▶ [Assignment] All lines holding the string "first" should be copied from the data below.

▶ [Given data]
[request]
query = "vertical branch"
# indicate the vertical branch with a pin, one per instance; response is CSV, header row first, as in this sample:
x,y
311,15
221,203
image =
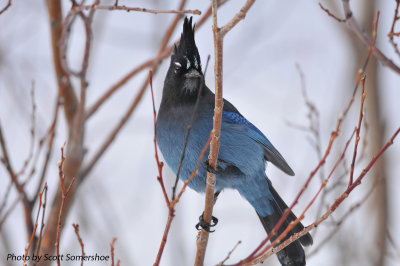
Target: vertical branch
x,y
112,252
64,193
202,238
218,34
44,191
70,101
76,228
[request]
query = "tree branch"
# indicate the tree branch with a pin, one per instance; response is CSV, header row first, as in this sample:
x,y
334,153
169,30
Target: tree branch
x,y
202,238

---

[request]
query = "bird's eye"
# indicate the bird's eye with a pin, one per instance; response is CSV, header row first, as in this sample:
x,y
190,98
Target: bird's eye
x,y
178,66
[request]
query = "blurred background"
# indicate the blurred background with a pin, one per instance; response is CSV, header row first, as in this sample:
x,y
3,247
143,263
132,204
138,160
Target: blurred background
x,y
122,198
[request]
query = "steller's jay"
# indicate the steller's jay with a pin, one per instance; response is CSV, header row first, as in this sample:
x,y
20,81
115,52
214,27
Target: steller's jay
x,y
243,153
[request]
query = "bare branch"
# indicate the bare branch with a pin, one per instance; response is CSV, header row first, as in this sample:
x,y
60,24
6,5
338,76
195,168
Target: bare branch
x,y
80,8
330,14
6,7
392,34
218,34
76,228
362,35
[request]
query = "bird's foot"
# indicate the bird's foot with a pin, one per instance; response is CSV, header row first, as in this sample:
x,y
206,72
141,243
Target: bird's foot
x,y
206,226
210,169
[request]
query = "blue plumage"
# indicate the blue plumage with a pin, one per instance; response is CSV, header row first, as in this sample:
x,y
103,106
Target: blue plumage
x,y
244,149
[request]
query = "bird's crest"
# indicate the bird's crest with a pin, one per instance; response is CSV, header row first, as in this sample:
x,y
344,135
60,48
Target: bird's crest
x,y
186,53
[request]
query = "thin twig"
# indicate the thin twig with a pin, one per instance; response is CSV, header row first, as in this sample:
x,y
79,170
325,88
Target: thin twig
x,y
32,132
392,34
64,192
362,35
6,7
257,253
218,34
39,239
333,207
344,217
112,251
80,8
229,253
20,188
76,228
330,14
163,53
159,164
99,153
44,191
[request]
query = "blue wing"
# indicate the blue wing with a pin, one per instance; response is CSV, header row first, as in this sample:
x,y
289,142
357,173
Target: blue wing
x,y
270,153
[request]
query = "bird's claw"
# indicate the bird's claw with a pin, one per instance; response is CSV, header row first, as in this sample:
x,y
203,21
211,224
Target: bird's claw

▶ [Answer to the problem]
# indicate the vertical branch with a pin, one per instance; response is CSV, header row first, as in this sample:
# indicate the tree branch with a pin, one per instance; response is CSV, header row first, as in this sample:
# indicate the bird's eye with a pin, one per instance; response is CSV, header row first, as in this sample:
# indicate the blurred background with a pin, one per instance; response is CSV, header row first, as in this sample:
# indicate the steller's jay with a pin, one per instance; response is CSV, header row first, as in this sample:
# indicate the bare branch with a pin, one per instance; response is CSV, header row first, as in this sample:
# indicate the bird's foot with a pin, one per instance; response is CSV, header row first, as in this sample:
# indicate the blue plumage with a pin, one per instance; response is CSV, header row first, as in this sample:
# indicate the bird's crest with a pin, one per instance; response is CSV, header row first, as in this sample:
# indicate the thin twig with a pin, one per instance; response is CSV, header row first, as in this sample:
# indicate the blue wing with a pin, one per instance; response is CSV, header row first, as in this sample:
# indicate the bird's claw with a pin, one per instance; response is CSV, header row first, as in this sample:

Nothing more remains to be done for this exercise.